_Exercise directions_
Every entry should be reproduced precisely, with each picture left out.

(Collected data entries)
※
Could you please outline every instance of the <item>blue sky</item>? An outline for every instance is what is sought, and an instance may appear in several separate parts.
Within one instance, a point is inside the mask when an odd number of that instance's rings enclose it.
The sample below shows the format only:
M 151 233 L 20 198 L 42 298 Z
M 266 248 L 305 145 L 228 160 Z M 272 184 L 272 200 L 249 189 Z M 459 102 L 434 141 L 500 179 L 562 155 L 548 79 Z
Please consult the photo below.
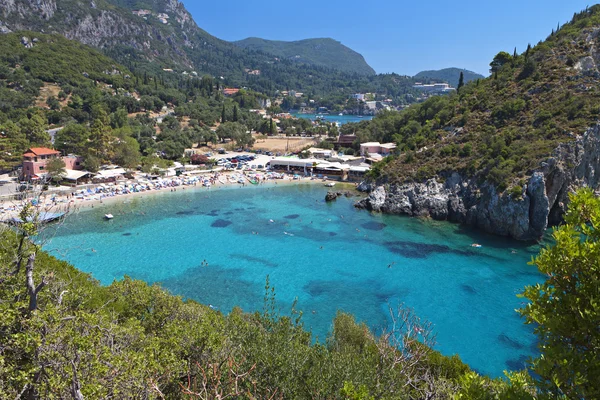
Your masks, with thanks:
M 522 52 L 584 0 L 183 0 L 198 25 L 224 40 L 331 37 L 378 72 L 414 75 L 461 67 L 486 74 L 501 50 Z

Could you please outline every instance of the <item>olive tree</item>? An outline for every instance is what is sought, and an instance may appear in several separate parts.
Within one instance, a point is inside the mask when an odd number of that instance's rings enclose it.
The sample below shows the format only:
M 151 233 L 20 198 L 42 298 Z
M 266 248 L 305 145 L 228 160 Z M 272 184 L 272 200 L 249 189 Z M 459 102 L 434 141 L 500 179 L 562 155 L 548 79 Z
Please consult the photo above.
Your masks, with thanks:
M 535 325 L 541 356 L 533 361 L 540 389 L 554 397 L 600 397 L 600 199 L 570 196 L 554 243 L 532 261 L 544 283 L 525 288 L 520 309 Z

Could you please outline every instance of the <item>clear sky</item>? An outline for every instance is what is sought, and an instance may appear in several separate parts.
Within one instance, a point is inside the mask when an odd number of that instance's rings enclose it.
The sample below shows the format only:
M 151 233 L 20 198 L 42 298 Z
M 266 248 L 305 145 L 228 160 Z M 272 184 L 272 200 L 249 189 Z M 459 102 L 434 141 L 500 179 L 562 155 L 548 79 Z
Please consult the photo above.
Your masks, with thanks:
M 522 52 L 589 0 L 183 0 L 196 23 L 224 40 L 331 37 L 378 73 L 466 68 L 487 74 L 501 50 Z

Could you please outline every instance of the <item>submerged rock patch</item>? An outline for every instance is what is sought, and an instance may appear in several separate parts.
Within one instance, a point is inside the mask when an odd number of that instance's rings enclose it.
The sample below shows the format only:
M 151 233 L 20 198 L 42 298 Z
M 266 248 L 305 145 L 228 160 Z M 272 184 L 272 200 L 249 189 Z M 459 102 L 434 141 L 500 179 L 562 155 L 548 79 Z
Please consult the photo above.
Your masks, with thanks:
M 231 224 L 232 224 L 232 222 L 227 221 L 226 219 L 218 219 L 215 222 L 213 222 L 212 224 L 210 224 L 210 226 L 212 226 L 213 228 L 225 228 Z
M 387 225 L 384 224 L 383 222 L 376 222 L 376 221 L 369 221 L 369 222 L 365 222 L 364 224 L 362 224 L 363 228 L 369 229 L 371 231 L 381 231 L 386 226 Z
※
_Task response_
Could you please outline every instance of the <item>blue sky</item>? An outline for every instance is what is sought, and an instance may appear in several separate parts.
Within one instance, a point is inside the mask when an odd number of that instance's rings enclose it.
The sample below shows the format only:
M 151 233 L 20 198 L 42 298 Z
M 266 248 L 305 145 L 228 160 Z M 272 184 L 272 200 L 249 189 Z M 459 102 L 434 141 L 500 179 L 562 155 L 548 79 Z
Please consult the photo below.
Your masks, with thanks:
M 522 52 L 584 0 L 183 0 L 198 25 L 224 40 L 331 37 L 378 72 L 414 75 L 461 67 L 486 74 L 501 50 Z

Could you please outline every instance of the <item>olive tree</item>? An outline for every instance is what is sought, and an instance may appear in several separate parts.
Within one instance, a point is inside the mask when an odd number of that instance's rings enclose it.
The sample below shows the format only:
M 151 233 L 20 198 L 42 298 Z
M 266 248 L 305 145 L 228 160 Z M 272 184 L 272 200 L 249 189 Z M 459 102 L 434 141 L 500 179 L 562 155 L 548 79 Z
Please consult the photo above.
Your masks, with thanks:
M 535 325 L 541 356 L 533 361 L 540 389 L 554 397 L 600 397 L 600 199 L 570 196 L 554 243 L 532 261 L 544 283 L 525 288 L 520 309 Z

Could you please outline every instance of the <item>clear sky</item>? An outline for every instance is what is sought, and an instance may appear in several separate parts.
Within one instance, a point is inside the mask when an odd number of that instance's rings enclose it.
The sample below shows the format only:
M 151 233 L 20 198 L 42 298 Z
M 266 248 L 305 145 L 228 160 Z M 272 184 L 272 200 L 249 189 Z M 459 102 L 434 141 L 500 179 L 562 155 L 548 79 Z
Please consult the photo above.
Your masks, with thanks:
M 522 52 L 589 0 L 183 0 L 196 23 L 224 40 L 331 37 L 378 73 L 466 68 L 487 74 L 501 50 Z

Could you please outline every instance of the <item>submerged rock patch</item>? An outline for every instance is what is sought, and an instance may appear in several separate parts.
Within one instance, a point is inside the mask when an odd number of that instance's rings enclose it.
The sample below shows the format only:
M 151 233 L 20 198 L 42 298 Z
M 266 248 L 305 145 L 228 160 Z M 272 184 L 272 200 L 249 189 Z M 459 102 L 434 141 L 500 179 L 562 155 L 548 79 Z
Please consult the photo above.
Your masks, with thanks:
M 231 224 L 232 224 L 232 222 L 227 221 L 226 219 L 218 219 L 215 222 L 213 222 L 212 224 L 210 224 L 210 226 L 212 226 L 213 228 L 225 228 Z
M 387 225 L 384 224 L 383 222 L 376 222 L 376 221 L 369 221 L 369 222 L 365 222 L 364 224 L 362 224 L 363 228 L 369 229 L 371 231 L 381 231 L 386 226 Z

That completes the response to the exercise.